- WHAT YOU NEED TO DO -
The lines below from the one with "Where can the yellow" up to and including the one with "Where can the brick accent" are what you should set down, exactly and without pictures.

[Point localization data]
*****
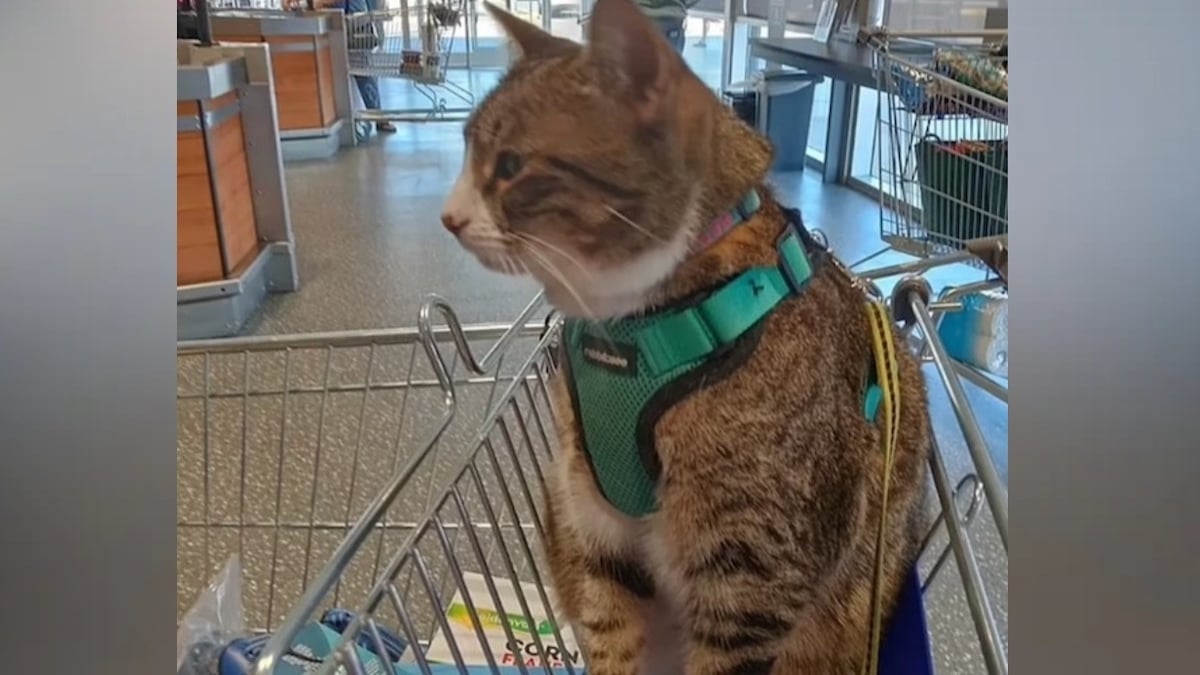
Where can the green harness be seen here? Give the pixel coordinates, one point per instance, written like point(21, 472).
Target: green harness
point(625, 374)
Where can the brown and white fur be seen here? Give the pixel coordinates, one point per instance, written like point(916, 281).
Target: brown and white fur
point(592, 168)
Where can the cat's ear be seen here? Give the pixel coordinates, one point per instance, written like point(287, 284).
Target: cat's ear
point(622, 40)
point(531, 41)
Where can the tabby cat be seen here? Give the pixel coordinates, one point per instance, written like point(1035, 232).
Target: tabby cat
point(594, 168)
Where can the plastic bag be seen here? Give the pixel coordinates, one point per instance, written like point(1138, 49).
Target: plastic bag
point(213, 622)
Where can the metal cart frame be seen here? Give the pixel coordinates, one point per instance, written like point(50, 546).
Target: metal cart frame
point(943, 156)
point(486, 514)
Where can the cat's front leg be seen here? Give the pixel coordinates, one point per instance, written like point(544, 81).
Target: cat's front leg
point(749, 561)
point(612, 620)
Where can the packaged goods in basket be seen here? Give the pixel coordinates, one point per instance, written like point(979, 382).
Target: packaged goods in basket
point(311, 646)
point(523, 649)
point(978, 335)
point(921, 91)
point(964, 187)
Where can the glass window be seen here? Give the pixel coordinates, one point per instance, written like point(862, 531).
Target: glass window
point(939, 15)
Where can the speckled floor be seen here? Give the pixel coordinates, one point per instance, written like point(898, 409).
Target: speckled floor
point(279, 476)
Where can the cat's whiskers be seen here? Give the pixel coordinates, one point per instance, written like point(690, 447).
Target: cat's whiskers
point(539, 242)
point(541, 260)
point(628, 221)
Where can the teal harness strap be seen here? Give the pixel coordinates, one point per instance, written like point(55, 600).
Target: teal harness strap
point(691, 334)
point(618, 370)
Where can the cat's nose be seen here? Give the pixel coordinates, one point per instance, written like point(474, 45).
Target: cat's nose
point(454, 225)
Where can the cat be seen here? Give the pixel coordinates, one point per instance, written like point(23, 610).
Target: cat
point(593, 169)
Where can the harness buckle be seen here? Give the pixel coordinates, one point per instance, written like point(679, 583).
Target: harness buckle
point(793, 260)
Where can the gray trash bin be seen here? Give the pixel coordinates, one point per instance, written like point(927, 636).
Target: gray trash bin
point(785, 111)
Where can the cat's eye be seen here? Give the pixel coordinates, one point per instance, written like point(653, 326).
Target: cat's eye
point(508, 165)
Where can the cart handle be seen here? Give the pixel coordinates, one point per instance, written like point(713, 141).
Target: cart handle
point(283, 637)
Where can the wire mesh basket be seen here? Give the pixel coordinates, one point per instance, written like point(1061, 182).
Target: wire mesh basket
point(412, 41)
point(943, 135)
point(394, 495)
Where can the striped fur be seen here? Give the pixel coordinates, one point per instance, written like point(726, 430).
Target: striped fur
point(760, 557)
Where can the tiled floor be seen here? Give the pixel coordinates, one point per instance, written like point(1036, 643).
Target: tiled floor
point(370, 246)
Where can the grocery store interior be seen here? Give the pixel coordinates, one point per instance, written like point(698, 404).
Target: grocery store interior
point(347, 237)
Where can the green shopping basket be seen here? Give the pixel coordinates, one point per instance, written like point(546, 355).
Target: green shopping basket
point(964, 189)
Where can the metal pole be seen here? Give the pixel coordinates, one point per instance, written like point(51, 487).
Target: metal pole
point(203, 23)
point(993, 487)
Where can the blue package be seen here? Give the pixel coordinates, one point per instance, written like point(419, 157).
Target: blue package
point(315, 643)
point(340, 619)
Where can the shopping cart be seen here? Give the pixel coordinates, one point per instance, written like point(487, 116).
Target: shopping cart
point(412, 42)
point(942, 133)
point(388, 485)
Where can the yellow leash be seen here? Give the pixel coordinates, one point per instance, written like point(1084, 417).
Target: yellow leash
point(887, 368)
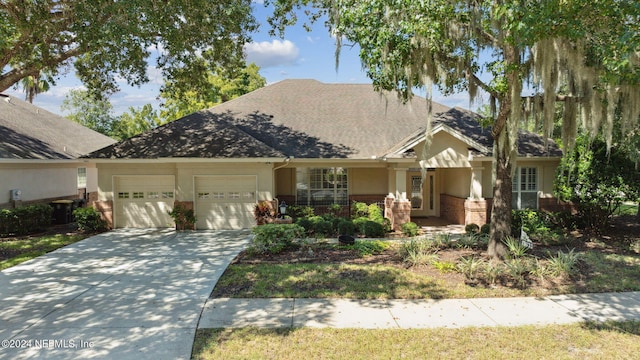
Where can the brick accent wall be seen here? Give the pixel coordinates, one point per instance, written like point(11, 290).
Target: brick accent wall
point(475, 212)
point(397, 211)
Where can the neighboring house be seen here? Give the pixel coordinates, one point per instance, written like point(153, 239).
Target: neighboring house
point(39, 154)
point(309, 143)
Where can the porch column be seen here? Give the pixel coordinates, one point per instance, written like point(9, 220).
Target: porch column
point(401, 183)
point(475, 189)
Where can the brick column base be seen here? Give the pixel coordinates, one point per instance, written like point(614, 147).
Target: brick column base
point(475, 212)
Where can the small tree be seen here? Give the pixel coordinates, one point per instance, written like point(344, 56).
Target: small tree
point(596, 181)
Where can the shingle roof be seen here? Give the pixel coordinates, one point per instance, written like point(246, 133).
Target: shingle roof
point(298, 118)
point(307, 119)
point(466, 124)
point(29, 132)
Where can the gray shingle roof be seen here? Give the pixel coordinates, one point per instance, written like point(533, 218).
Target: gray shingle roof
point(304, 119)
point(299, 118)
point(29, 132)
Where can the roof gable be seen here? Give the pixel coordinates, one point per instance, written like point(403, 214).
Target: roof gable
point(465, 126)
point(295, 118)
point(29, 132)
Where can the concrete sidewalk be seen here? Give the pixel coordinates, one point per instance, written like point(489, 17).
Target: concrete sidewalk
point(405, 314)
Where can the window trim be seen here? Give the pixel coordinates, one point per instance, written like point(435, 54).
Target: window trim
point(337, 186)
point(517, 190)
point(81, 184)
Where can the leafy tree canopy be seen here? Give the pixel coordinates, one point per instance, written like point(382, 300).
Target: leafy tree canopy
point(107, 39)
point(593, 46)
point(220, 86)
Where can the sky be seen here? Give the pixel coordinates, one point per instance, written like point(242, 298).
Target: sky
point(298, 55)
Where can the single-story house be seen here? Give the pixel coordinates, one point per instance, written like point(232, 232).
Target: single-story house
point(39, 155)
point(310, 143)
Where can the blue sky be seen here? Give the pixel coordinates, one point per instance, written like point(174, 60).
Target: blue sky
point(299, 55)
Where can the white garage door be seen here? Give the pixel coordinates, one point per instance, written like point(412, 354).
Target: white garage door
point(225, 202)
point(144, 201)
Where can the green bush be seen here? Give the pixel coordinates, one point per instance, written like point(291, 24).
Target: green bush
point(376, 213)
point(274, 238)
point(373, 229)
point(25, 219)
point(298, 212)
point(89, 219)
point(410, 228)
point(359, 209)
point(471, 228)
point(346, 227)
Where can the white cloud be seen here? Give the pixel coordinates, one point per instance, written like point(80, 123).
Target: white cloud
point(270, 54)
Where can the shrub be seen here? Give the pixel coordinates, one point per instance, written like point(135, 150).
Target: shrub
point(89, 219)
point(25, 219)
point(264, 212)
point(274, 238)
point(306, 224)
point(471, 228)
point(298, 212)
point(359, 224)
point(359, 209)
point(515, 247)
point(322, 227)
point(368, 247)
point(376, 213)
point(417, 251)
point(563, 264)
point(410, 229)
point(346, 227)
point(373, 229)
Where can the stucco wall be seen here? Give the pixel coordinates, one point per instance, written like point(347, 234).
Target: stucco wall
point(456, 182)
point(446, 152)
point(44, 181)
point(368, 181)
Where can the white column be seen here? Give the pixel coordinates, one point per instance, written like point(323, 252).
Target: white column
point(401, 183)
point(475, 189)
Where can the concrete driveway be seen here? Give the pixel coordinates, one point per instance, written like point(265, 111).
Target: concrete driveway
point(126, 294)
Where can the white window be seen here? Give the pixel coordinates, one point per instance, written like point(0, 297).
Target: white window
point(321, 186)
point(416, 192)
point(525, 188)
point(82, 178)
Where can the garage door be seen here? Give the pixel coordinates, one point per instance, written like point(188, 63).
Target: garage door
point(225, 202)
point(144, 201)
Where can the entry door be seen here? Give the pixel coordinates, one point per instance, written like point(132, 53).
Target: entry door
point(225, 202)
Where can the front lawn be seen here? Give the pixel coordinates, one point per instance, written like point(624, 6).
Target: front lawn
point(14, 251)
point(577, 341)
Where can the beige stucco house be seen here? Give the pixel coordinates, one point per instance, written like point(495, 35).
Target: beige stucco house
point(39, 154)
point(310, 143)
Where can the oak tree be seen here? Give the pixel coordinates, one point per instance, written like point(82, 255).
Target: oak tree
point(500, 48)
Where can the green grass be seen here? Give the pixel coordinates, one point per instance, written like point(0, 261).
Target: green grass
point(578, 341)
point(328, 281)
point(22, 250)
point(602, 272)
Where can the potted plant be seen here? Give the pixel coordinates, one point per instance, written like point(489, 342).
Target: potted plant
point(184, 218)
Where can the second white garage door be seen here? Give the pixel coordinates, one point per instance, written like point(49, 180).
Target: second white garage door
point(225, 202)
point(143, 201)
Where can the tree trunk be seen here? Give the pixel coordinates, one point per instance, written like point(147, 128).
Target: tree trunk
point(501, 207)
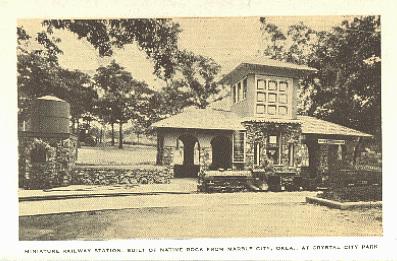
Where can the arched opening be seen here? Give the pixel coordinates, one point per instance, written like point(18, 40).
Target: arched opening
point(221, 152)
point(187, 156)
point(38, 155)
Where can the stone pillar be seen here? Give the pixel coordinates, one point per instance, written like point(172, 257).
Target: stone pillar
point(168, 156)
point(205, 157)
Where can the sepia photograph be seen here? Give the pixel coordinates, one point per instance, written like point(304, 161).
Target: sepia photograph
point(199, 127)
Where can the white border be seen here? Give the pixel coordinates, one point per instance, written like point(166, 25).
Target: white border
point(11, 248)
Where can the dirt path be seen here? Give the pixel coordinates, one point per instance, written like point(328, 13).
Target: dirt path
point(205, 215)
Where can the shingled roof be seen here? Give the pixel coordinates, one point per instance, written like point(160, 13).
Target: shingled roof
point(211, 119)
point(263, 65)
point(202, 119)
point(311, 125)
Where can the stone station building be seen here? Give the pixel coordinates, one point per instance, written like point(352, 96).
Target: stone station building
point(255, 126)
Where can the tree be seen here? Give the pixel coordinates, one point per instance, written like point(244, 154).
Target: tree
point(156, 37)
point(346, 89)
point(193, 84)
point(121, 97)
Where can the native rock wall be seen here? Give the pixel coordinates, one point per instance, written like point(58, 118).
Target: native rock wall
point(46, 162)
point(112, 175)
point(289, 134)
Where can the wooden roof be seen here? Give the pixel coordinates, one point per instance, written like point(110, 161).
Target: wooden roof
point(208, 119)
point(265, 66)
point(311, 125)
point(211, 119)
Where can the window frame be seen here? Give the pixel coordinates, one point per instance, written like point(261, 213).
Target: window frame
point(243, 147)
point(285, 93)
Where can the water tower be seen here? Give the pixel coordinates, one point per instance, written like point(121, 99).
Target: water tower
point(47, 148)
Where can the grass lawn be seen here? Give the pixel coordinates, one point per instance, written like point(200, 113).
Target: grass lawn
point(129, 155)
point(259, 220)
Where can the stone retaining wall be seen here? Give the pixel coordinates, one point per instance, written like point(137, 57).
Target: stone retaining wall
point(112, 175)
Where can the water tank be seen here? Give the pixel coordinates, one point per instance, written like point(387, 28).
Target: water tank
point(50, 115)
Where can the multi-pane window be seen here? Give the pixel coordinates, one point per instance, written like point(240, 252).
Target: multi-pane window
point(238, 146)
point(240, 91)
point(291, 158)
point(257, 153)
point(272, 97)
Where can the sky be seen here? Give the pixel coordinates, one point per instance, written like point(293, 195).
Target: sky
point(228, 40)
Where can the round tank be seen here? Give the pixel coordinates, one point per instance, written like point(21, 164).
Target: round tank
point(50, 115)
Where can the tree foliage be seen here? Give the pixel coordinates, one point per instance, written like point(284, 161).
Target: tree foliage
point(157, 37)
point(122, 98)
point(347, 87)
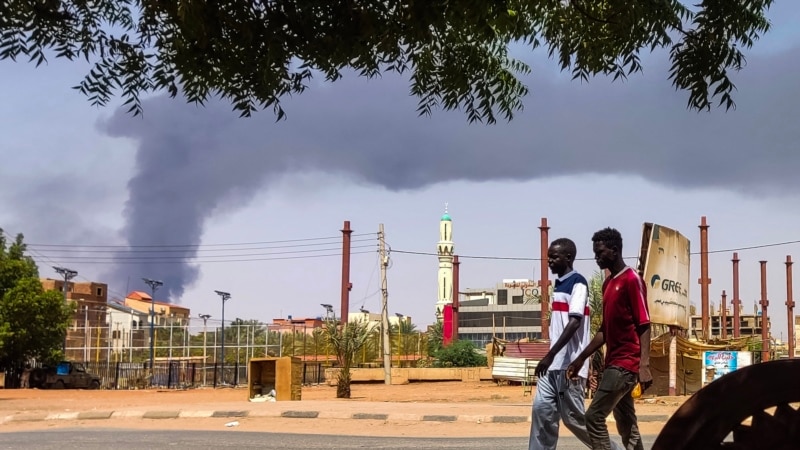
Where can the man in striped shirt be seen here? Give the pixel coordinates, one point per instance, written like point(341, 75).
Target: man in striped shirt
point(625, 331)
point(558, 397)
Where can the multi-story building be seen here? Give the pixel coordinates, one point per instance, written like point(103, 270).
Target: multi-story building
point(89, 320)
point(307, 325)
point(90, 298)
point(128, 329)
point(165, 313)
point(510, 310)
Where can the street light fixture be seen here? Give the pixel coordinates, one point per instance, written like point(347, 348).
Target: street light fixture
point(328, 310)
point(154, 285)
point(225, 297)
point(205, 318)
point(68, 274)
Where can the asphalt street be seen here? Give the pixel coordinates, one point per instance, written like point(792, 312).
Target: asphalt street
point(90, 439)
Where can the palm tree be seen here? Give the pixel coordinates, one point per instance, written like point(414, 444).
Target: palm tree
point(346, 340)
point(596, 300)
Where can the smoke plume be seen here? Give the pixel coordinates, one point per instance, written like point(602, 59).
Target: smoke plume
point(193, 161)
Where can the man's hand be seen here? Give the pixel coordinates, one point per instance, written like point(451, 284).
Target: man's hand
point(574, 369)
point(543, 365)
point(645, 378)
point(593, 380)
*****
- RESULT BELOW -
Where can the yellow leash be seen here? Give the pixel coordinates, one point per instance, written like point(1084, 417).
Target: yellow leash
point(887, 368)
Where can the brick accent wall be seen here? Give the pixel coordinates, one point per instance, written like point(11, 290).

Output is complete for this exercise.